**INPUT FOR THIS TASK:**
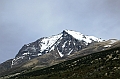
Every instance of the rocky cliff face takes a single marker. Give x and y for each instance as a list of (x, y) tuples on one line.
[(63, 44)]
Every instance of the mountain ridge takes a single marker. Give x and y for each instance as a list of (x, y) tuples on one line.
[(66, 42)]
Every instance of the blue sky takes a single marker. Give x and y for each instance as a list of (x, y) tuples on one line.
[(24, 21)]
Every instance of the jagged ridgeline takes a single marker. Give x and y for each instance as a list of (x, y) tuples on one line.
[(63, 44), (99, 65), (68, 55)]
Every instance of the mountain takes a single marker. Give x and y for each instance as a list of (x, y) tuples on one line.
[(46, 50), (104, 64), (64, 44), (59, 53)]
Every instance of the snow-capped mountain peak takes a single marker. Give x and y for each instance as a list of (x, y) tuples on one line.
[(80, 36), (63, 44)]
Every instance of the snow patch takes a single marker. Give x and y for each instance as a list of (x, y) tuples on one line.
[(80, 36), (61, 55), (49, 41)]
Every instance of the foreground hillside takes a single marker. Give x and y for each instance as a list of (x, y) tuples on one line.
[(99, 65)]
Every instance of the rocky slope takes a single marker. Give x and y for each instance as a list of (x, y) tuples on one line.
[(46, 50), (63, 44), (104, 64)]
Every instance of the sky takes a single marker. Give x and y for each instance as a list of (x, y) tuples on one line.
[(24, 21)]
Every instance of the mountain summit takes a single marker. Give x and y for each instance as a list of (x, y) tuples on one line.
[(63, 44)]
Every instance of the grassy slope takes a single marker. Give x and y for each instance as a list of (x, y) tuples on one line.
[(100, 65)]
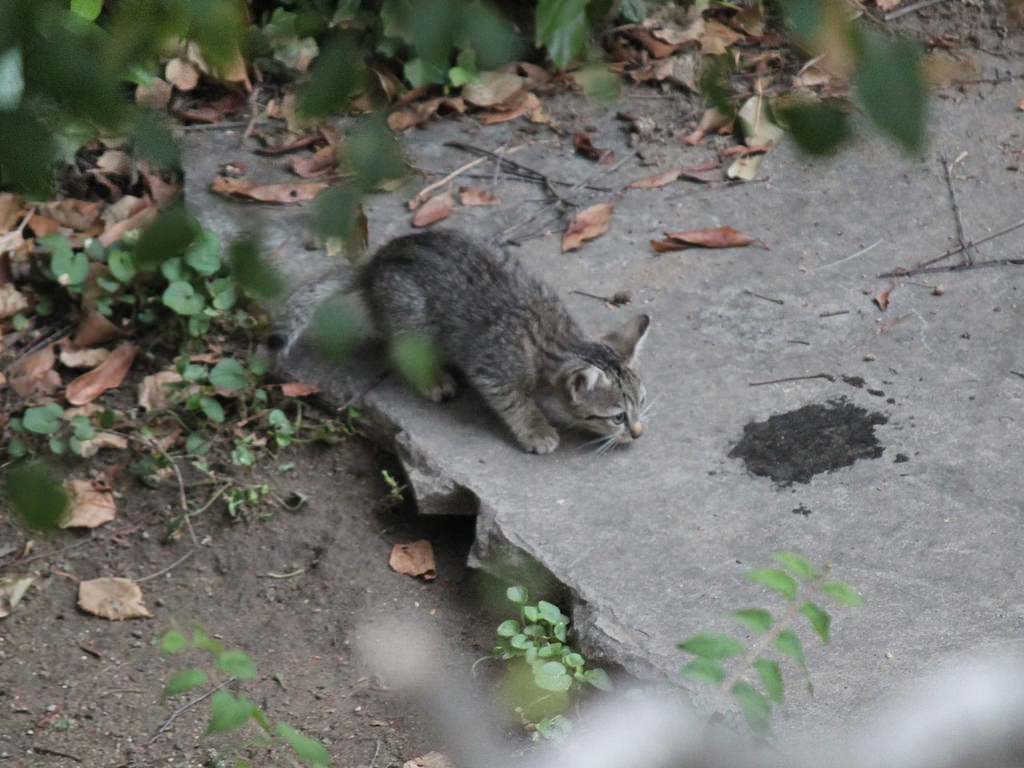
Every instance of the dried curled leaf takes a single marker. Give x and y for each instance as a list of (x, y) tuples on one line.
[(414, 559), (113, 598), (107, 375), (588, 224), (92, 504)]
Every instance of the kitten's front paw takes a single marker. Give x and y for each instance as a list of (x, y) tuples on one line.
[(443, 388), (541, 440)]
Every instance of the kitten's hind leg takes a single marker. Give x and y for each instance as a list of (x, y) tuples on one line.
[(521, 415), (443, 387)]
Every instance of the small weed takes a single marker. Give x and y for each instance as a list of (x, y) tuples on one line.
[(548, 676), (799, 583), (229, 712)]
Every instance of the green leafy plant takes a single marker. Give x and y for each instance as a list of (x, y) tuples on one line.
[(229, 712), (548, 675), (801, 585)]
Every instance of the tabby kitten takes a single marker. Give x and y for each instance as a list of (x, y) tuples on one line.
[(510, 336)]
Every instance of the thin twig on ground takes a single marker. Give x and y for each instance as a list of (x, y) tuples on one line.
[(174, 564), (947, 170), (926, 266), (826, 377), (184, 708)]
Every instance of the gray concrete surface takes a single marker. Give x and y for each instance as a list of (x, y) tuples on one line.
[(651, 542)]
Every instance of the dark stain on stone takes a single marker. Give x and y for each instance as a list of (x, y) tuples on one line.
[(796, 445)]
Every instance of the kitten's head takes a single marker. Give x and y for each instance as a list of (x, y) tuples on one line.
[(600, 389)]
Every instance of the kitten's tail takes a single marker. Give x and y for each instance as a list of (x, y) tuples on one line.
[(296, 313)]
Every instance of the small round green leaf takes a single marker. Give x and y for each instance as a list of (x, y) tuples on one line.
[(43, 419), (228, 713), (708, 645), (228, 375), (204, 254), (184, 680), (705, 671), (508, 628), (212, 409), (797, 564), (307, 749), (775, 580), (237, 664), (819, 620), (756, 620), (842, 592), (181, 297)]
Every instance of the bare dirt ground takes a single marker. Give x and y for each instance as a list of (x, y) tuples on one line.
[(80, 690)]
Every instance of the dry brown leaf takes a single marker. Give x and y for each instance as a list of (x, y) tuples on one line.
[(88, 449), (12, 589), (137, 220), (115, 161), (660, 179), (320, 163), (300, 143), (80, 215), (88, 357), (91, 504), (430, 760), (296, 192), (298, 389), (12, 301), (882, 299), (717, 38), (437, 208), (182, 74), (712, 120), (494, 89), (719, 237), (113, 598), (588, 224), (153, 391), (105, 376), (414, 559), (155, 95), (474, 196), (583, 144), (34, 374), (94, 329)]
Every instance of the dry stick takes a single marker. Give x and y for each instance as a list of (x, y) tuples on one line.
[(909, 8), (153, 444), (826, 377), (947, 169), (921, 268), (174, 564), (167, 723)]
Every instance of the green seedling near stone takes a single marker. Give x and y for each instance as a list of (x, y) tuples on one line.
[(547, 676), (229, 712), (801, 585)]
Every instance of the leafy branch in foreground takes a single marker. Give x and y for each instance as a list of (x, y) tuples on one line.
[(800, 584), (229, 712), (550, 675)]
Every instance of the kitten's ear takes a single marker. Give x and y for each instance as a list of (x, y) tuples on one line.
[(628, 339), (580, 379)]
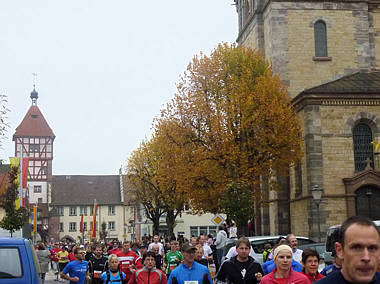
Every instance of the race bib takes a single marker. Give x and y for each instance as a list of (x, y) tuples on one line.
[(97, 274), (191, 282)]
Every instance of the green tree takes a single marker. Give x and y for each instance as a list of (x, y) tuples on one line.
[(14, 218)]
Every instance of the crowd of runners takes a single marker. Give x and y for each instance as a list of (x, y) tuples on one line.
[(199, 260)]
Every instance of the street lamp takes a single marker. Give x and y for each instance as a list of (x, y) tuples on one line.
[(369, 195), (316, 191)]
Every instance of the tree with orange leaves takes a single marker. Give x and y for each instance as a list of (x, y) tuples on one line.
[(151, 187), (231, 121)]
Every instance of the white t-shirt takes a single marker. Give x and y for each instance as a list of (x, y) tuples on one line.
[(297, 255), (233, 232), (161, 248), (232, 252), (206, 250)]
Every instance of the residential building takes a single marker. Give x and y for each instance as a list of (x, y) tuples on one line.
[(73, 195)]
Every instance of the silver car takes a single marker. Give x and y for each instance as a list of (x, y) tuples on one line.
[(258, 242)]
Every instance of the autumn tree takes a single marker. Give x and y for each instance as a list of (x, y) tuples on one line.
[(4, 125), (231, 122), (156, 193), (14, 218)]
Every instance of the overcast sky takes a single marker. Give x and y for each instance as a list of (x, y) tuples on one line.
[(105, 69)]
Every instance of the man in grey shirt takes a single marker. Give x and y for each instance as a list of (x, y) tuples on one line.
[(220, 242)]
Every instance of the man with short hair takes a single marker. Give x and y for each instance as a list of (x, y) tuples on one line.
[(220, 242), (156, 240), (240, 269), (157, 256), (129, 260), (173, 257), (359, 251), (149, 274), (77, 269), (190, 271), (207, 251), (293, 243), (98, 264)]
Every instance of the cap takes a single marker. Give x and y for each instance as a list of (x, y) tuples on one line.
[(188, 247), (280, 248)]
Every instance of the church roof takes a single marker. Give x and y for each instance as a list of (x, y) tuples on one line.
[(34, 124), (84, 189), (359, 82)]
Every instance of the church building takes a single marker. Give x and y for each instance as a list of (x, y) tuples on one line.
[(326, 52)]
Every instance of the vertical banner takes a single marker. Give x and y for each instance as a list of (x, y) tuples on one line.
[(94, 221), (35, 218), (25, 171), (15, 163), (82, 223), (25, 168)]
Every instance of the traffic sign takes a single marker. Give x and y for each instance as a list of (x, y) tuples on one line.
[(217, 219)]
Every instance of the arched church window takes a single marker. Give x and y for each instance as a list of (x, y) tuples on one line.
[(368, 202), (246, 10), (363, 148), (320, 38)]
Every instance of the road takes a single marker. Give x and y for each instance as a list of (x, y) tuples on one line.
[(51, 278)]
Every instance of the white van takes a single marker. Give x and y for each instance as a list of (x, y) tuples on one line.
[(333, 237)]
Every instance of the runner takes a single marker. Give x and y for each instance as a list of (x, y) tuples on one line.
[(149, 274), (113, 274), (97, 265), (77, 269), (173, 257), (129, 260)]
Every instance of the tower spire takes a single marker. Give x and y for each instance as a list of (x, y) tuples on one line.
[(34, 95)]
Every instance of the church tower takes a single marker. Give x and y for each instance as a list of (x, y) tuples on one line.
[(326, 52), (34, 140)]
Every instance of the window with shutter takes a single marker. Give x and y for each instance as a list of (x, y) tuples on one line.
[(320, 38)]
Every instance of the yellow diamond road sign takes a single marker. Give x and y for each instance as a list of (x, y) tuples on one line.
[(217, 219)]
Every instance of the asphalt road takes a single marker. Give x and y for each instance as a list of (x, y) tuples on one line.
[(50, 278)]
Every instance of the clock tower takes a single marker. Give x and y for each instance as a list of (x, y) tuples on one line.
[(34, 140)]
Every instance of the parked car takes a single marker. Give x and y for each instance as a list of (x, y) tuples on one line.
[(321, 249), (258, 243), (333, 237), (19, 263)]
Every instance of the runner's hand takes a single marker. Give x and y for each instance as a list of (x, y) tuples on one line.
[(258, 276)]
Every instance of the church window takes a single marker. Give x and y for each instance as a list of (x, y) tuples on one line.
[(73, 211), (298, 180), (320, 39), (34, 148), (363, 148), (368, 202), (72, 226), (37, 189)]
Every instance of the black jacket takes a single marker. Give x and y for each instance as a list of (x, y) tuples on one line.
[(229, 272)]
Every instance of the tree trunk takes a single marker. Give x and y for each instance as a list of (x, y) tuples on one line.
[(170, 222), (156, 225)]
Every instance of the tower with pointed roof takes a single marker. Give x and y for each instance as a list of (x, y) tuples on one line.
[(34, 140)]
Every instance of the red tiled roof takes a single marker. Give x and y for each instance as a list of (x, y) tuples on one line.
[(34, 124)]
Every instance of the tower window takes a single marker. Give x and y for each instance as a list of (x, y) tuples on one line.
[(363, 148), (320, 38)]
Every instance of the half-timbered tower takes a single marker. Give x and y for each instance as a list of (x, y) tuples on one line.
[(34, 140)]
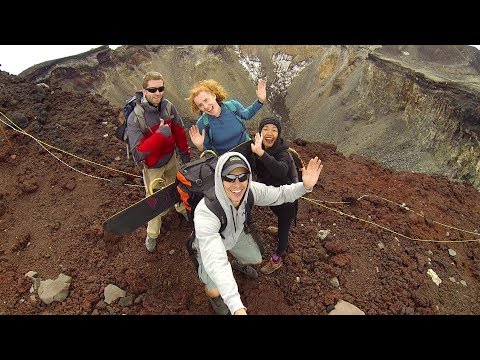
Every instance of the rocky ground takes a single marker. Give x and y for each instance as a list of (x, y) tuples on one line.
[(389, 232)]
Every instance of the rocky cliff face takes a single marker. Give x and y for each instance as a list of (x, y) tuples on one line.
[(411, 108)]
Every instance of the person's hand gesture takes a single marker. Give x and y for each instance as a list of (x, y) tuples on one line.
[(197, 137), (311, 173), (257, 145), (262, 90)]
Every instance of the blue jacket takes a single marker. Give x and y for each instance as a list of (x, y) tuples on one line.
[(227, 131)]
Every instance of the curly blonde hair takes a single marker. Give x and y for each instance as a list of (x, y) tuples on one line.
[(210, 86)]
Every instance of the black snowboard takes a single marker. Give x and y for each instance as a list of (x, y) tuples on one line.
[(131, 218)]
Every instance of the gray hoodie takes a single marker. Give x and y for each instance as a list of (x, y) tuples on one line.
[(210, 244)]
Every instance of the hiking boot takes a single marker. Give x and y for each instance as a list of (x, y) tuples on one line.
[(218, 305), (150, 243), (271, 266), (245, 269)]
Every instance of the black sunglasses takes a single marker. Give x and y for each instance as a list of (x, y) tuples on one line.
[(154, 90), (231, 178)]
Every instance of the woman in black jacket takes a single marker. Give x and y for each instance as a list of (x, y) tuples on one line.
[(275, 166)]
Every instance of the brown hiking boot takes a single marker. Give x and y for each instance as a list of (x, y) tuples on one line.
[(245, 269), (271, 266)]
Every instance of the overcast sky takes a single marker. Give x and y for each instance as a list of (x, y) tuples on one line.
[(16, 58)]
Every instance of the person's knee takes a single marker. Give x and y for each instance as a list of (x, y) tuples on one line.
[(212, 292), (257, 259)]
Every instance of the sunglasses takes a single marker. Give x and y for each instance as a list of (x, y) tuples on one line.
[(232, 178), (154, 90)]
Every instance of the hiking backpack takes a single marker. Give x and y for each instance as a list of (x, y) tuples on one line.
[(128, 107), (196, 180), (232, 108)]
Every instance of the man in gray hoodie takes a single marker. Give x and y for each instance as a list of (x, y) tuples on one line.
[(233, 180)]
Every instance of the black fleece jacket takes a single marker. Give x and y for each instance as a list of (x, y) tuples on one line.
[(273, 167)]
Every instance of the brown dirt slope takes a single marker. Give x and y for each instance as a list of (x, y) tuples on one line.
[(384, 227)]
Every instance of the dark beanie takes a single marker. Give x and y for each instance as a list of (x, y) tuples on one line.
[(273, 121)]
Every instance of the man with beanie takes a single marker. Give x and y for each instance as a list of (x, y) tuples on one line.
[(275, 166), (154, 150)]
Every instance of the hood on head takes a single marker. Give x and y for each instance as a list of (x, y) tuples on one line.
[(223, 161)]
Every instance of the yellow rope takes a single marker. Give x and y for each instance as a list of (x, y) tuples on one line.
[(43, 144), (318, 202)]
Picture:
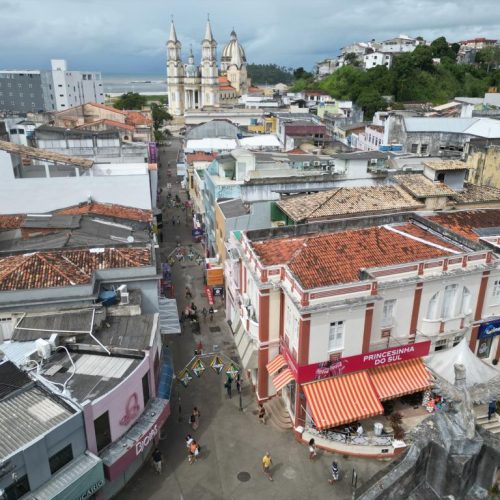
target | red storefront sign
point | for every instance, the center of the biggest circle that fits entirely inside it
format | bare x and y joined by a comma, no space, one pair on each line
210,295
350,364
137,447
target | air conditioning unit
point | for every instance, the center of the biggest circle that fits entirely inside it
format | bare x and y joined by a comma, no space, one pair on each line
124,295
43,348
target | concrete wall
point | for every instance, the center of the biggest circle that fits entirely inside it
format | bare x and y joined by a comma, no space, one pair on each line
44,195
21,92
33,459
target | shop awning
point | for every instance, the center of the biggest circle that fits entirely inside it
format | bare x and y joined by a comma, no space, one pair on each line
80,478
340,400
393,381
283,377
277,363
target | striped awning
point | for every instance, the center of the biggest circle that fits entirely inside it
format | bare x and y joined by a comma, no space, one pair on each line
283,377
277,363
340,400
393,381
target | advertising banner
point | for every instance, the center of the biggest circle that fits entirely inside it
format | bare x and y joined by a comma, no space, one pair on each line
350,364
489,329
152,152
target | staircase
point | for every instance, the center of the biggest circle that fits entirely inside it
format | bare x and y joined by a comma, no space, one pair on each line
492,425
277,414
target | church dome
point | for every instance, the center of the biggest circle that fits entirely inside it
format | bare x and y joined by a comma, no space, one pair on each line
233,51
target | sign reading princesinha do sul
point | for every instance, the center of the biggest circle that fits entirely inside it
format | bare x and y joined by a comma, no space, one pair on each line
350,364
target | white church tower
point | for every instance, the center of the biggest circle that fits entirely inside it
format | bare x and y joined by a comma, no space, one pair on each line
175,74
209,69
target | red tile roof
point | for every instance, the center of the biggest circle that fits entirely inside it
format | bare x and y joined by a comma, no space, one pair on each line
108,108
200,156
136,118
465,222
118,211
11,221
329,259
65,268
111,123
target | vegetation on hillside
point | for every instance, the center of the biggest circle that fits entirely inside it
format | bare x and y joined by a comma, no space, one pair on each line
269,73
413,76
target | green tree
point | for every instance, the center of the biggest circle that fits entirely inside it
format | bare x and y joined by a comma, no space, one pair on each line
302,74
269,73
130,100
351,58
489,57
160,116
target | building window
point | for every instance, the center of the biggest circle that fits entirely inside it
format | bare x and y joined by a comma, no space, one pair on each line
145,389
441,345
60,459
496,290
466,298
336,336
102,431
18,489
388,312
432,307
448,309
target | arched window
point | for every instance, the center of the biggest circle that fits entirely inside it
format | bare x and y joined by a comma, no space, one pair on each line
465,307
432,307
449,300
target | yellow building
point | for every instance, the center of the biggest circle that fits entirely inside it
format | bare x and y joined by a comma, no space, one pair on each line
484,163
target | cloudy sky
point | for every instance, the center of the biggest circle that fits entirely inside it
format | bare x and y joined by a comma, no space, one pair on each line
125,36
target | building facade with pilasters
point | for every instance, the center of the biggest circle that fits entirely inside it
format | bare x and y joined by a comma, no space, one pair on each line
327,303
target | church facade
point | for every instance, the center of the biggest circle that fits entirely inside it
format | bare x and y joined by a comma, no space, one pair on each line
192,86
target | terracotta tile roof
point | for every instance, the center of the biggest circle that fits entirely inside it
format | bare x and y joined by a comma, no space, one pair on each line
65,268
107,108
346,201
11,221
200,156
329,259
421,187
111,123
446,164
465,222
477,194
136,118
117,211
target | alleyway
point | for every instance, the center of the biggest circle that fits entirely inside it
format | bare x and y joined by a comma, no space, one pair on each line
232,441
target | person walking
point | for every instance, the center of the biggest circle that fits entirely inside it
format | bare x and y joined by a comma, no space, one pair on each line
262,414
334,471
228,386
492,408
266,465
157,460
312,449
194,419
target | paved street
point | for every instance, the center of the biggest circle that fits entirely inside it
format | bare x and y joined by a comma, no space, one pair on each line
232,441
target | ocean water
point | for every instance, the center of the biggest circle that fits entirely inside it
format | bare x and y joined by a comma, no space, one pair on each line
120,84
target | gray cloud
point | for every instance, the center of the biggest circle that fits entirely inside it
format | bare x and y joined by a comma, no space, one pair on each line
129,36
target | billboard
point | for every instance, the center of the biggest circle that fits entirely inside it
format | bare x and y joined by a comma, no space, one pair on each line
350,364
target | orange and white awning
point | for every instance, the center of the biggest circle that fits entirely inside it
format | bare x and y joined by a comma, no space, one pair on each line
340,400
393,381
276,364
283,378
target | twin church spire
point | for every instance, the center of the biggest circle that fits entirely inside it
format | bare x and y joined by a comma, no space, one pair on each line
194,87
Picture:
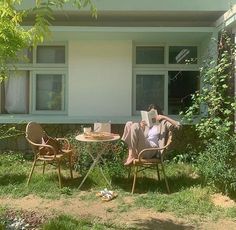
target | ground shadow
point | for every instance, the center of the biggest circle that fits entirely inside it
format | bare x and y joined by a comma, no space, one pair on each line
12,178
146,184
155,223
75,182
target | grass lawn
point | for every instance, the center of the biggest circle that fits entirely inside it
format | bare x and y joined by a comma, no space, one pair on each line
188,199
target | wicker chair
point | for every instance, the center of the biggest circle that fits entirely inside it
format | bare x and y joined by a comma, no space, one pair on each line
141,164
47,151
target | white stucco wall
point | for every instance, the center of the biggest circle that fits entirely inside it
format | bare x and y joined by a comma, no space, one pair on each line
100,78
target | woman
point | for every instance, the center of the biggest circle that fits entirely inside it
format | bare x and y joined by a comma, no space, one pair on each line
138,136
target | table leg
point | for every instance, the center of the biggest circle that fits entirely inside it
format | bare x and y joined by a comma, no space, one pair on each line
95,161
90,169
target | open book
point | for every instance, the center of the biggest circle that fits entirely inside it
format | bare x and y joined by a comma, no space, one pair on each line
149,117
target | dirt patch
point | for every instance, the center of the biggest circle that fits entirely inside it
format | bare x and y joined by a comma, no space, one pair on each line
222,201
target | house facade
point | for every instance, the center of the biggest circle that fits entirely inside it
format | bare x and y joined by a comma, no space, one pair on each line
110,67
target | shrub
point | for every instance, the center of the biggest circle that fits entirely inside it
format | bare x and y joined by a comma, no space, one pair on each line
217,163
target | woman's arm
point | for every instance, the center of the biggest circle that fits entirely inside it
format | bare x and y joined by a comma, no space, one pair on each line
172,121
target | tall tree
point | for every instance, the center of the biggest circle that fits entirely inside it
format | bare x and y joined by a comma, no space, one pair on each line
14,37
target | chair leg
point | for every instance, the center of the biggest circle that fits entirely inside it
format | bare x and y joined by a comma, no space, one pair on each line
129,172
167,185
158,173
70,165
31,172
59,173
44,164
135,176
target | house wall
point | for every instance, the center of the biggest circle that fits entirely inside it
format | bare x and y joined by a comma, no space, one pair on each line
100,78
166,5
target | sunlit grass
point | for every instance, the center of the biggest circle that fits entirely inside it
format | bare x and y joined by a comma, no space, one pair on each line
187,198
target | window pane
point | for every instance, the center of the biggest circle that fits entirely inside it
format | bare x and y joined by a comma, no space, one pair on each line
149,90
182,54
15,93
181,85
149,55
51,54
49,94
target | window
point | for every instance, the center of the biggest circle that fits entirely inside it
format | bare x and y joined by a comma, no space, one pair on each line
181,85
167,85
39,85
15,93
49,92
149,89
149,55
182,55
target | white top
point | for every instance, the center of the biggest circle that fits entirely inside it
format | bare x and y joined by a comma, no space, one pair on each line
153,136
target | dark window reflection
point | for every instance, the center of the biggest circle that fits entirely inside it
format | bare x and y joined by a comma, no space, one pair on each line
149,90
183,55
181,85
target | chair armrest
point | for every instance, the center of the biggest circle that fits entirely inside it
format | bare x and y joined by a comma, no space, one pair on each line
140,155
66,143
40,146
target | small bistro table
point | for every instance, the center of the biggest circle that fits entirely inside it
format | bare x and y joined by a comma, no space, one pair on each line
97,155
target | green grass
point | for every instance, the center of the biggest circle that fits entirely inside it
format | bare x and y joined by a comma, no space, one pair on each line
187,199
65,222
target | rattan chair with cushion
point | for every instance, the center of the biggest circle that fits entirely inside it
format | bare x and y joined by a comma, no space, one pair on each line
47,149
141,164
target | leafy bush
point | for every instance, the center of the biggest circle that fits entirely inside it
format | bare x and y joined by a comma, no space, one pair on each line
217,163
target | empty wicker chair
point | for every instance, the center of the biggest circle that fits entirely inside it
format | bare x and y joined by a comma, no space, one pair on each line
47,149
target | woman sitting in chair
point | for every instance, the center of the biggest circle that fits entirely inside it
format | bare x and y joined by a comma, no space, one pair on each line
138,136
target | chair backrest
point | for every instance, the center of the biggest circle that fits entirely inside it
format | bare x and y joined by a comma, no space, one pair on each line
34,132
102,127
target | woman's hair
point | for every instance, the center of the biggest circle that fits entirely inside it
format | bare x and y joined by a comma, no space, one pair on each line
156,107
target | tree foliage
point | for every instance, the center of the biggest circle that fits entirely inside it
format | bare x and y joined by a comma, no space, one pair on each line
215,102
14,37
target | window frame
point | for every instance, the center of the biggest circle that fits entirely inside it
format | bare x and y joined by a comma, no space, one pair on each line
149,72
34,68
160,69
64,91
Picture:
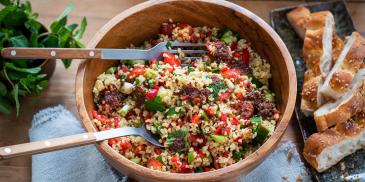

**YOUR INSTRUCTIONS:** Scan the material above. Extract every line in which the word "chair" occurs.

**OUTPUT FOR THIS EXERCISE:**
target | wicker chair
target | chair leg
target | chair armrest
target | rattan chair with cushion
target | empty wicker chair
target | woman sitting in chair
target | chair backrest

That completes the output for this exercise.